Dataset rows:

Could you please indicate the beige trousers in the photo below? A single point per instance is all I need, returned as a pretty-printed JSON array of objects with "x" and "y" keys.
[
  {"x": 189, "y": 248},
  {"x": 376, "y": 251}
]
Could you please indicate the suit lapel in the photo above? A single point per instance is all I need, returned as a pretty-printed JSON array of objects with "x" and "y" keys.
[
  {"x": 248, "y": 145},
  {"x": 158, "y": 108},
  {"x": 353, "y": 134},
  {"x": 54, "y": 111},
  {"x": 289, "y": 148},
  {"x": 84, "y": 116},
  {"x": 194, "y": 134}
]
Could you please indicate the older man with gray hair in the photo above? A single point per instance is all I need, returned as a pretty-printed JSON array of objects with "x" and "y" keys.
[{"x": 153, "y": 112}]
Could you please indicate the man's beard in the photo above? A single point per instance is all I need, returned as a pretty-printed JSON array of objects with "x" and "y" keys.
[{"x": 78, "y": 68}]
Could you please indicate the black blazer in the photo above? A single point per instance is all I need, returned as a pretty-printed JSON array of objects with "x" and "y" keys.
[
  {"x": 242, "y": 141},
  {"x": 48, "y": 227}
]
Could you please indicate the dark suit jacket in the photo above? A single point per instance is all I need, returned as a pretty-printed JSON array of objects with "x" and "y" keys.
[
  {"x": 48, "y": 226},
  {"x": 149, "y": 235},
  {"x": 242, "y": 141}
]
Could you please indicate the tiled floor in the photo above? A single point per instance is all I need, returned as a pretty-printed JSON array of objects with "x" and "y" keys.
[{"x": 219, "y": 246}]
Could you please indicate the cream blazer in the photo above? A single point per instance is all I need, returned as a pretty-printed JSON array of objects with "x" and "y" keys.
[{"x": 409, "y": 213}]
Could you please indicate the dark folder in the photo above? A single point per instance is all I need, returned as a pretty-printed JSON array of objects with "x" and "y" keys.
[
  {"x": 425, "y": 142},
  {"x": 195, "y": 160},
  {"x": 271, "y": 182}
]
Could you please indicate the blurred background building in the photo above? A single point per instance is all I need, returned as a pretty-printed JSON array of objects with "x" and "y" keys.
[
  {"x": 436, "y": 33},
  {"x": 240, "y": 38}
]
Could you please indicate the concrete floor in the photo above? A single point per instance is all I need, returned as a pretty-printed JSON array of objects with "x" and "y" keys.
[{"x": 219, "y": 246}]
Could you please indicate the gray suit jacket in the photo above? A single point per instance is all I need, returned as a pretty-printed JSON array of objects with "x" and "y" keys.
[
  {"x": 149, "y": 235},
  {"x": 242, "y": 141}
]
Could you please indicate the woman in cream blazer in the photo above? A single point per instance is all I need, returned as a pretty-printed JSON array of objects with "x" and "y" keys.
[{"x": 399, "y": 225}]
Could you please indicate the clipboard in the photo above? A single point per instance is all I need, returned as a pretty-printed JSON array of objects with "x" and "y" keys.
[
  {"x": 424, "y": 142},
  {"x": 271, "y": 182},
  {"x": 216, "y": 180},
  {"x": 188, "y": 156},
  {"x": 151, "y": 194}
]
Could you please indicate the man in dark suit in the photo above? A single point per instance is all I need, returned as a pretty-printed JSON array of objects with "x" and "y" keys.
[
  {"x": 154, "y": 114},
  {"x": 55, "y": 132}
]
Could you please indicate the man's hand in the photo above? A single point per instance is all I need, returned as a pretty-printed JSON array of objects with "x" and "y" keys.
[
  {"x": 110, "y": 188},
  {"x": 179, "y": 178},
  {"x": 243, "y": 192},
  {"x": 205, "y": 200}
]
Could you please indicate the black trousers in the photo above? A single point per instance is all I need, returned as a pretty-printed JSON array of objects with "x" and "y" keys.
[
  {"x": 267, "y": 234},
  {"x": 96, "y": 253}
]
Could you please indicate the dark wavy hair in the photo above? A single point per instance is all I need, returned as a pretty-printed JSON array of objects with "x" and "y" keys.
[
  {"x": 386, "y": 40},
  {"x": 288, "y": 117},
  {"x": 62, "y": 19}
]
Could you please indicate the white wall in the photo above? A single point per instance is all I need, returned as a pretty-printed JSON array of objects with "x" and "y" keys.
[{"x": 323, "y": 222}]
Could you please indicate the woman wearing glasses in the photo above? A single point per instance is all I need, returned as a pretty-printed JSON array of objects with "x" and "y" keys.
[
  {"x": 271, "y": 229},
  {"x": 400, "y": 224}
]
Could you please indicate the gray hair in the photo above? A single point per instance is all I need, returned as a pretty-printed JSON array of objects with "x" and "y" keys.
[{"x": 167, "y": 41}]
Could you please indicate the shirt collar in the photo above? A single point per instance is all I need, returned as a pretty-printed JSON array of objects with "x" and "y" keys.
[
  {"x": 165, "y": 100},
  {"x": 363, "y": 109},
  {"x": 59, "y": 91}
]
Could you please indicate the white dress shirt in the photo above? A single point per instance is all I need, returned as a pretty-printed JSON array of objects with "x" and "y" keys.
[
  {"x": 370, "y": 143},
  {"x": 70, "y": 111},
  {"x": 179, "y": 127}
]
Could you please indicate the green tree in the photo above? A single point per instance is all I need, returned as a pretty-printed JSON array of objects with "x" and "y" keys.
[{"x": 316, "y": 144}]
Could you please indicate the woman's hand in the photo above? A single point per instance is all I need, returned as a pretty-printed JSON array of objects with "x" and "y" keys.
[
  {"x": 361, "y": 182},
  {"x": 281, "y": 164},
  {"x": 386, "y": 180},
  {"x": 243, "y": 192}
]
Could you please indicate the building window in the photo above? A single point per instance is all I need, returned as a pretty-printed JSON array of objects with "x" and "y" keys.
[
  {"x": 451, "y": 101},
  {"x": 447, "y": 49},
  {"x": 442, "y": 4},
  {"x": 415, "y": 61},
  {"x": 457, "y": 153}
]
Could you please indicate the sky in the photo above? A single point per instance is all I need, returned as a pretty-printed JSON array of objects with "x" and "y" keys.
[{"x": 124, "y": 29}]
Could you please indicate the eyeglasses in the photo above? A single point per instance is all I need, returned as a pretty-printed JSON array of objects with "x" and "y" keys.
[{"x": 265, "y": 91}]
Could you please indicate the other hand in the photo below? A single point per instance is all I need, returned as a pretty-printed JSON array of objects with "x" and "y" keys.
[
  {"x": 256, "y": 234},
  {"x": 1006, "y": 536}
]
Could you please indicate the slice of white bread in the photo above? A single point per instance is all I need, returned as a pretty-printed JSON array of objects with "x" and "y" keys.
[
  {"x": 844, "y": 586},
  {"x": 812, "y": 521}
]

→ **Task directions**:
Quote each line of the data above exactly as written.

→ **Reply to the task**:
Could you please indicate the beige trousers in the photo below? A single point per instance is all I need, returned as a pretty-printed JSON array of objects with "x" and "y" keys.
[
  {"x": 189, "y": 248},
  {"x": 376, "y": 251}
]
Could you please indicate the suit lapel in the photo above? A single point per instance is all I need, returned as a pretty-printed JSON array of objects with "x" and "y" keys.
[
  {"x": 248, "y": 145},
  {"x": 158, "y": 108},
  {"x": 353, "y": 134},
  {"x": 54, "y": 111},
  {"x": 289, "y": 148},
  {"x": 84, "y": 116},
  {"x": 194, "y": 134}
]
Could you please indicate the older man with gray hair in the photo above? A single point per instance is all I need, returned as a pretty-printed JSON array of objects with "x" and "y" keys.
[{"x": 153, "y": 112}]
Could you please indicate the man's beard in the photo above? A single point per instance is all I need, returned as a pretty-printed JSON array of objects with "x" and "y" keys.
[{"x": 78, "y": 68}]
Could you please indicate the black blazer in the photo above? A single point per instance is all I need, returned as a pretty-printed JSON array of objects with "x" and "y" keys.
[
  {"x": 242, "y": 141},
  {"x": 48, "y": 227}
]
Could you please indicate the dark suit jacket in the photo above? A single point per instance is all I need, returned as a pretty-printed JSON array of objects with "x" and "y" keys.
[
  {"x": 48, "y": 226},
  {"x": 149, "y": 235},
  {"x": 242, "y": 141}
]
Could you please indicate the tiled floor in the photo above? A single point per instance is all I need, returned as a pretty-printed JSON array of objects with "x" and "y" keys.
[{"x": 219, "y": 246}]
Could you please indicate the cream blazer in the photo above? A single point per instance is all I need, returned as a pretty-printed JSON array of objects with "x" and "y" keys.
[{"x": 409, "y": 213}]
Could you please indicate the dark folder in the photo above? A single point per instance is all I need, returned as a pretty-printed JSON array of objects with "x" and "y" keys.
[
  {"x": 425, "y": 142},
  {"x": 195, "y": 160},
  {"x": 271, "y": 182}
]
Could you please indicate the blurred background building in the photo above? A single point per instance is all I need, returned as a pretty-printed JSON array of objects with "x" and "y" keys.
[
  {"x": 436, "y": 33},
  {"x": 240, "y": 38}
]
Could you please indicate the concrete floor in the photo above? A single point per instance is all I need, returned as a pretty-printed JSON array of objects with "x" and "y" keys.
[{"x": 219, "y": 246}]
Could you please indicate the gray suit jacket in the photo above? A single point per instance is all I need, returned as a pretty-printed JSON array of objects with "x" and "y" keys.
[
  {"x": 149, "y": 235},
  {"x": 242, "y": 141}
]
Could you please indicate the woman in cream blazer in the photo above? A single point per instance is all I need, returned as a pretty-printed JSON array of objects with "x" and "y" keys.
[{"x": 399, "y": 225}]
Could you please indicate the clipboard in the photo above? A single point per instance is all I need, returned as a pretty-printed JSON array of objects with "x" and "y" keys.
[
  {"x": 424, "y": 142},
  {"x": 271, "y": 182},
  {"x": 216, "y": 180},
  {"x": 188, "y": 156},
  {"x": 151, "y": 194}
]
Could you please indicate the man in dark suit in the photo above? A single point per instance is all I need, returned as a pretty-printed JSON array of objects with "x" and "y" keys.
[
  {"x": 154, "y": 114},
  {"x": 55, "y": 132}
]
Could you please indicate the man's hand in the photo above? A single point per instance is all I need, returned as a pretty-printed JSON array of objects with "x" and "y" keys.
[
  {"x": 110, "y": 188},
  {"x": 179, "y": 178},
  {"x": 243, "y": 192},
  {"x": 205, "y": 200}
]
Could you please indicate the black trousers in the photo above? A single point per instance is all I need, returned as a pretty-printed JSON array of objects with "x" and "y" keys.
[
  {"x": 267, "y": 234},
  {"x": 96, "y": 253}
]
Could you please indicate the dark wavy hair in the photo above? A single point per instance is all I need, returned as a pretty-printed JSON array of objects with "x" and "y" keys.
[
  {"x": 386, "y": 40},
  {"x": 288, "y": 117},
  {"x": 62, "y": 19}
]
Could you please indicate the white wall in the photo above? A single point per instance is all I need, returned as a pretty-printed JSON array of objects with "x" and "y" keys.
[{"x": 323, "y": 222}]
Could you please indicate the woman wearing glasses in the photo above? A single point per instance is all I need, returned as a pretty-printed JSON array of objects with "x" and "y" keys.
[
  {"x": 271, "y": 229},
  {"x": 400, "y": 224}
]
Could you please indicate the gray hair in the photo above? A single point per instance is all I need, returned as a pretty-printed JSON array of objects with "x" and "y" keys.
[{"x": 167, "y": 41}]
Could you please indicate the shirt collar in the photo above? A single point per instance is all I need, returned as a pretty-printed JSON array of objects with "x" and "y" keys.
[
  {"x": 165, "y": 100},
  {"x": 363, "y": 109},
  {"x": 59, "y": 91}
]
Could you please indicate the white dress shirt in the photo above? A single point per instance is all I need, returned as a pretty-printed JSON array of objects with "x" and "y" keys.
[
  {"x": 370, "y": 143},
  {"x": 70, "y": 111},
  {"x": 179, "y": 127}
]
Could you please indicate the green tree in the photo above? A single point per instance is all I need, returned as a pretty-printed JSON array of objects with "x" and "y" keys.
[{"x": 316, "y": 144}]
Could you please indicate the woman's hand in the photo above? A single point per instance is all I need, returned as a pretty-printed JSON array of objects with "x" and "y" keys.
[
  {"x": 361, "y": 182},
  {"x": 281, "y": 164},
  {"x": 386, "y": 180},
  {"x": 243, "y": 192}
]
Could you please indicate the building window in the photo above? A single point per instance is all I need, returned as a pretty-printed JSON array of objects with "x" and "y" keys.
[
  {"x": 451, "y": 101},
  {"x": 447, "y": 49},
  {"x": 442, "y": 4},
  {"x": 415, "y": 61},
  {"x": 457, "y": 153}
]
Could you please indicate the sky in the photo above? A single point per instance is all I need, returned as a pretty-printed JSON array of objects with "x" and "y" keys.
[{"x": 124, "y": 29}]
Could you please indicate the eyeglasses in the photo above? A single point per instance is all I need, returned as a pretty-printed JSON array of objects with "x" and "y" keys.
[{"x": 265, "y": 91}]
Could you please indicate the other hand in the photo below? A single point per instance is all I need, returned as a pretty-printed JSON array of objects with "x" and "y" keys.
[
  {"x": 256, "y": 234},
  {"x": 1006, "y": 536}
]
Could you please indicate the slice of white bread in the photo above? A single point per instance is all I need, returned as a pretty-printed JSON array of objects with "x" and "y" keys.
[
  {"x": 844, "y": 586},
  {"x": 812, "y": 521}
]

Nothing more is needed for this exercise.